QUOTED PASSAGE =
──────────

Posts Tagged ‘Tim O’Connor’

John Shanahan, Chopped and Sewed on the Final Frontier

May 28, 2017

Some weeks back a video Youtube link circulated advertising an attempted backside 360 down the famed El Toro stair set, the sort of heart-testing maneuver around which you’d either anticipate a fire-legged professional like Chris Joslin’s name attached, or else some risk-friendly unknown ready to offer up his effort to the world as some type of return on a foolhardy willingness to get uniquely pitched and presumably walk away. It was surprisingly convincing try — they say the last quarter spin is the moneymaker when hurling one’s self down twenty steps or more — and it rolls above a disclaimer revealing that the bros involved “might not go back for this” and various other pink-panted jumps and things.

But is it so easy? Many of skating’s seemingly most harebrained ideas have proven shockingly hard to let go. Duane Peters’ tangles with the fibreglass loop captivated a world-conquering Tony Hawk in his video game-designing prime, and assorted others after its bullring subduing. Jamie Thomas’ “leap of faith” drew Richard King to test his luck before the Point Loma school board took matters into their own hands and constructed a solid platinum elevator in one of this young century’s most stunning acts of baller-blockingism. In test fittings for the MegaRampTM crown, Bob Burnquist discovered that he, like propellerheaded originator Danny Way, could no longer resist the uniquely arousing allure of skating helicopters. Aaron Homoki’s taming of Lyon’s most notorious 25 stairs, 13 years after Ali Boulala charted its glide path en route to part-ending slams, became fodder for a Thrasher mini-doc.

Steeped in early ‘ESTs’, Flexfitted hats and the colour yellow, John Shanahan seems more concerned with resuscitating a specific vibe and era than etching his multisyllabic rhyming surname into history’s annals via big-spot trophy hunting. Bubbling under the DGK umbrella for a minute, John Shanahan this week officially arrives on the DC Shoes payroll via a cracking intro clip that pointedly trots out the bold/less bold/standard font DCSHOECOUSA logo of old along with eastern seaboard spots rinsed and fresh. Between the DC one and a separate LurkNYC VX footage dump, John Shanahan flexes backside nosegrind pop-outs, a slicing 360 flip out of the Kalis school, some tricks outta the modern school’s playbook (driveway wallride, ride-on tailslide kickflip), some flamboyantly retro Droors gear and hubba noseslides. Toeing some blurry line between ‘Photosynthesis’ and ‘The Storm,’ he wields a serious switch k-grind and a judicious use of camouflage, which is rare to see these days.

──────────

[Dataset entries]
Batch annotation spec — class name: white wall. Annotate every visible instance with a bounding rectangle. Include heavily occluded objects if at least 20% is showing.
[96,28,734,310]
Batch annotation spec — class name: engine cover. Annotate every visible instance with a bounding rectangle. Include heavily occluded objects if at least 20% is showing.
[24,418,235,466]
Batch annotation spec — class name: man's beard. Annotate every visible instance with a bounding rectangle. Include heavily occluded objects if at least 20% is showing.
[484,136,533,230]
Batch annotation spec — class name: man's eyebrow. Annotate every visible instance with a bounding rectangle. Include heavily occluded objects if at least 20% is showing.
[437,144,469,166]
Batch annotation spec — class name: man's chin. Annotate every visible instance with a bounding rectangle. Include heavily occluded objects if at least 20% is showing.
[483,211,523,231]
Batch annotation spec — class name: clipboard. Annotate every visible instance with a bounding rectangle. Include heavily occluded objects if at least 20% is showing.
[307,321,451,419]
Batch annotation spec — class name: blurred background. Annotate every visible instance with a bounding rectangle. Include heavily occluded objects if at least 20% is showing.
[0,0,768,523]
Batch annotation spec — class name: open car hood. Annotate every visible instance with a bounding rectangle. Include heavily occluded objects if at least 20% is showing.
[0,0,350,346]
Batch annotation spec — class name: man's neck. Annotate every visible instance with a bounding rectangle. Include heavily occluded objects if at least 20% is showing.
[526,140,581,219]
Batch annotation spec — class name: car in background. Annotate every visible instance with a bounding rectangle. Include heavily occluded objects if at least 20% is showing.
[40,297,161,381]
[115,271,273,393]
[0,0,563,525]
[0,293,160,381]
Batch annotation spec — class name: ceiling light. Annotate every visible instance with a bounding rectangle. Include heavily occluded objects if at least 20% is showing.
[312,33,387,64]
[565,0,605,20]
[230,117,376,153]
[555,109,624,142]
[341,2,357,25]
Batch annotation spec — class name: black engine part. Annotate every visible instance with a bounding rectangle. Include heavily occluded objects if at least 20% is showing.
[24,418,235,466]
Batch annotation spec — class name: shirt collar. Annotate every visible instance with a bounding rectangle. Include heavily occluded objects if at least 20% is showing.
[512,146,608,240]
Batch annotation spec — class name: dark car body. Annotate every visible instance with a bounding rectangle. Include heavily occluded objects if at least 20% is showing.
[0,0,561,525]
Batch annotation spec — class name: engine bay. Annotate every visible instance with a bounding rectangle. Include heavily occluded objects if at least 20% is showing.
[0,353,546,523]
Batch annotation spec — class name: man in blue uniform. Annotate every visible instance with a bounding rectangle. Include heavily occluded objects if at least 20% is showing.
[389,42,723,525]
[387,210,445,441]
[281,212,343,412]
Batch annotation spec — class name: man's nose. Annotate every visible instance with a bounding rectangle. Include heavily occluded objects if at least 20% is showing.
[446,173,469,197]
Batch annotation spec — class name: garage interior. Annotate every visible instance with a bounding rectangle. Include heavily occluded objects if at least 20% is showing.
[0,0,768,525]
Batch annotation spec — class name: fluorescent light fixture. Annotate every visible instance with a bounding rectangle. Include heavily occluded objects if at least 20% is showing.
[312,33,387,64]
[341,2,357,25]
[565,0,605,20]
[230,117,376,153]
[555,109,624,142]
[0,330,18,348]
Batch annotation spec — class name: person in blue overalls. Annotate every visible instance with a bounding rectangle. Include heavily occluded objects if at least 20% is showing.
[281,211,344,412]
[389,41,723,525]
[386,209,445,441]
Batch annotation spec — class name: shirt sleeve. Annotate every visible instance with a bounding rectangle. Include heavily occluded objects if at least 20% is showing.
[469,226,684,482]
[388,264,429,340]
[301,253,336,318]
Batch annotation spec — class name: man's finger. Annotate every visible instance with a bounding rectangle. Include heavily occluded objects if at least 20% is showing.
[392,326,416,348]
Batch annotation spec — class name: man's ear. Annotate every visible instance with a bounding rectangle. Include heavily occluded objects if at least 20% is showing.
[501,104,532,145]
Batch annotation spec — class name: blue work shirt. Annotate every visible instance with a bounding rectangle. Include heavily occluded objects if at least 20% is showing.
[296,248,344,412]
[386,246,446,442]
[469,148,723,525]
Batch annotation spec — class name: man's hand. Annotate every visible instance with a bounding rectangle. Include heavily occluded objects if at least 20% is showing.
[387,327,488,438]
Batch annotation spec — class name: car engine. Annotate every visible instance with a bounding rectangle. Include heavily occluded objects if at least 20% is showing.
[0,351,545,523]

──────────

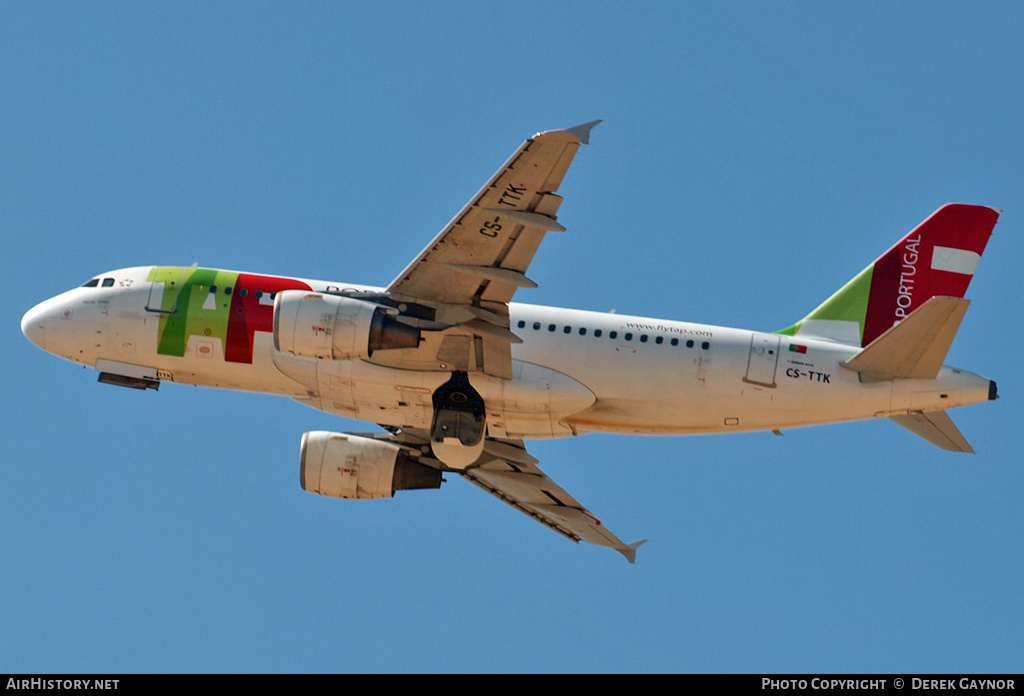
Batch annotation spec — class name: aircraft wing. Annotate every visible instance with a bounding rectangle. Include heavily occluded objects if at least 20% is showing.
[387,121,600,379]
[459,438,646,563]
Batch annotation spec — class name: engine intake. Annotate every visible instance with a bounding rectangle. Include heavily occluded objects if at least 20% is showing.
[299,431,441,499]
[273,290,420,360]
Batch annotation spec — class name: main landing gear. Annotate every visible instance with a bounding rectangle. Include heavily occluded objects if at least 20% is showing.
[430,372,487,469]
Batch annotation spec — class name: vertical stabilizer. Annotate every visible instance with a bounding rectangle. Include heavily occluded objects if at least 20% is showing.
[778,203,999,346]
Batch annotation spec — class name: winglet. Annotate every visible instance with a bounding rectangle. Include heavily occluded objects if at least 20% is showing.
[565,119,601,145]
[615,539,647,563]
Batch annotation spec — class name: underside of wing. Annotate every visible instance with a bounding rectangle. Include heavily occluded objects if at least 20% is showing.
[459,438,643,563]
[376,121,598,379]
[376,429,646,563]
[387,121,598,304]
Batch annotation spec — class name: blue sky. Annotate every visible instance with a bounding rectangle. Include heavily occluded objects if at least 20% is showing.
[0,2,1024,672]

──────────

WHAT THE EXERCISE ASKS = Reproduce the skateboarding post word for word, starting with "Posts Tagged ‘Tim" and going on through "jumps and things.". The lines above are separate from the skateboarding post.

SOLUTION TO THIS TASK =
Posts Tagged ‘Tim O’Connor’

John Shanahan, Chopped and Sewed on the Final Frontier

May 28, 2017

Some weeks back a video Youtube link circulated advertising an attempted backside 360 down the famed El Toro stair set, the sort of heart-testing maneuver around which you’d either anticipate a fire-legged professional like Chris Joslin’s name attached, or else some risk-friendly unknown ready to offer up his effort to the world as some type of return on a foolhardy willingness to get uniquely pitched and presumably walk away. It was surprisingly convincing try — they say the last quarter spin is the moneymaker when hurling one’s self down twenty steps or more — and it rolls above a disclaimer revealing that the bros involved “might not go back for this” and various other pink-panted jumps and things.